◆ Short problem ◆
Could you reproduce every row below verbatim, leaving the picture out?

Dataset excerpt
····················
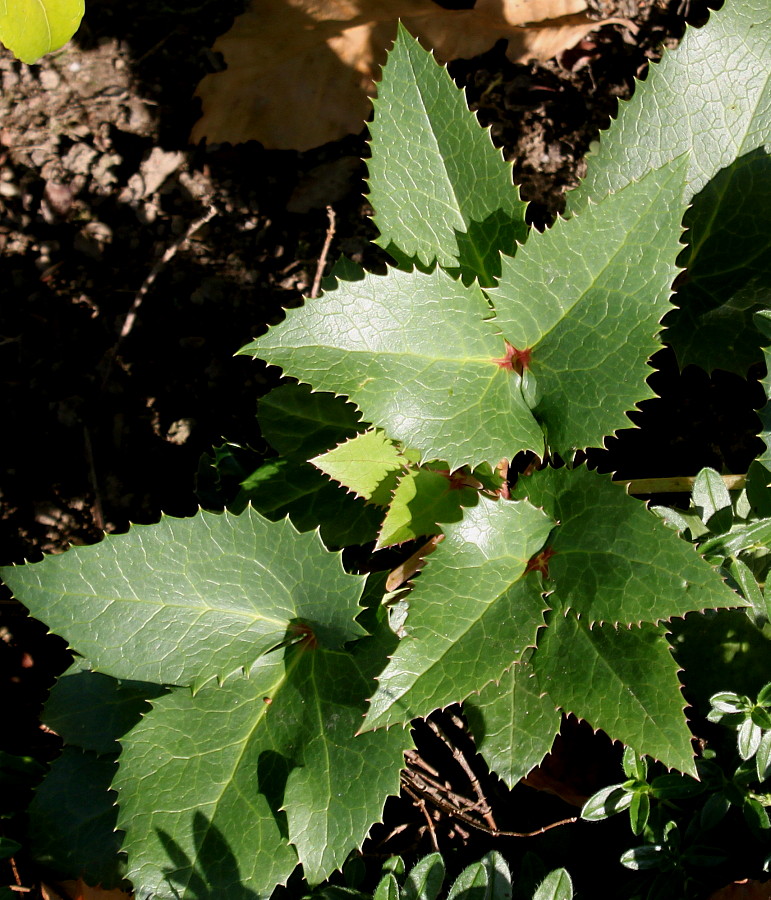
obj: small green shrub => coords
[3,0,771,900]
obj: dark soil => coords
[0,0,762,892]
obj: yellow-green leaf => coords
[0,0,83,63]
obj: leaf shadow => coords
[664,147,771,375]
[157,811,260,900]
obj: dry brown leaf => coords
[40,878,134,900]
[192,0,623,150]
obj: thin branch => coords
[426,719,498,831]
[102,203,219,387]
[309,206,335,300]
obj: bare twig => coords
[102,203,219,387]
[386,534,444,592]
[402,783,439,853]
[426,719,498,831]
[401,769,578,837]
[83,425,104,531]
[309,206,335,300]
[119,204,219,341]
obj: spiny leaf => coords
[42,657,166,756]
[0,0,84,64]
[365,497,554,728]
[568,0,771,375]
[447,850,511,900]
[115,639,411,900]
[3,509,363,685]
[239,269,543,470]
[308,429,407,506]
[516,467,747,624]
[377,468,479,547]
[533,613,696,775]
[26,747,125,888]
[664,149,771,376]
[368,26,527,285]
[463,660,561,788]
[489,157,687,455]
[241,459,383,548]
[257,383,365,462]
[568,0,771,213]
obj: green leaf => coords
[377,468,479,547]
[622,747,648,781]
[447,851,511,900]
[372,872,400,900]
[115,638,411,900]
[651,773,706,800]
[581,784,634,822]
[42,659,166,756]
[699,518,771,559]
[463,661,561,789]
[27,747,124,888]
[257,383,365,462]
[239,269,543,470]
[747,309,771,474]
[729,559,771,621]
[664,149,771,376]
[755,731,771,782]
[568,0,771,375]
[3,509,363,685]
[242,459,383,548]
[568,0,771,213]
[0,0,84,64]
[533,869,573,900]
[365,497,553,728]
[308,429,407,506]
[691,468,731,531]
[368,27,527,284]
[619,844,667,872]
[629,791,651,834]
[736,717,763,759]
[489,157,687,455]
[516,467,747,624]
[401,853,445,900]
[533,614,696,775]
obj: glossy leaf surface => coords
[368,28,527,285]
[3,509,363,684]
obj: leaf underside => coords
[115,638,411,898]
[3,509,364,685]
[368,27,527,285]
[364,497,554,728]
[533,613,696,775]
[567,0,771,375]
[516,467,746,625]
[489,155,687,456]
[239,269,543,470]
····················
◆ Solution ◆
obj: small green shrub => coords
[3,0,771,900]
obj: dark soil => coords
[0,0,762,892]
obj: yellow-green leaf => coords
[0,0,83,63]
obj: leaf shadow => coords
[664,147,771,375]
[157,811,260,900]
obj: dry brown leaf => coords
[40,878,134,900]
[192,0,623,150]
obj: thin branch => coords
[426,719,498,831]
[102,203,219,387]
[309,206,335,300]
obj: bare twig => coords
[102,203,219,387]
[386,534,444,592]
[402,783,439,853]
[426,719,498,831]
[401,769,578,837]
[83,425,104,531]
[309,206,335,300]
[119,204,219,341]
obj: spiny leaf => coords
[42,657,166,756]
[0,0,84,64]
[365,497,554,728]
[568,0,771,375]
[447,850,511,900]
[115,639,411,900]
[3,509,363,685]
[239,269,543,470]
[308,429,407,506]
[516,467,747,624]
[377,468,479,547]
[533,613,696,775]
[26,747,125,888]
[664,149,771,376]
[368,26,527,285]
[463,660,561,788]
[489,157,687,455]
[241,459,383,548]
[257,383,365,462]
[568,0,771,213]
obj: green leaf => coords
[377,468,479,547]
[622,747,648,781]
[447,851,511,900]
[372,872,400,900]
[115,638,411,900]
[651,773,706,800]
[581,784,634,822]
[42,659,166,756]
[699,518,771,559]
[463,661,561,789]
[27,747,124,888]
[257,383,365,462]
[239,269,543,470]
[747,309,771,474]
[729,559,771,621]
[664,149,771,376]
[755,731,771,782]
[568,0,771,375]
[3,509,363,685]
[242,459,383,548]
[568,0,771,213]
[0,0,84,64]
[533,869,573,900]
[365,497,553,728]
[308,429,407,506]
[691,468,731,531]
[368,27,527,284]
[619,844,667,872]
[629,791,651,834]
[736,717,763,759]
[489,157,687,455]
[516,467,747,624]
[401,853,445,900]
[533,614,696,775]
obj: glossy leaf surface => coords
[368,28,527,285]
[3,509,363,684]
obj: leaf underside => coords
[115,638,411,898]
[3,509,364,685]
[368,27,527,285]
[364,497,554,728]
[533,613,696,775]
[567,0,771,375]
[516,467,746,625]
[489,155,687,456]
[239,269,543,470]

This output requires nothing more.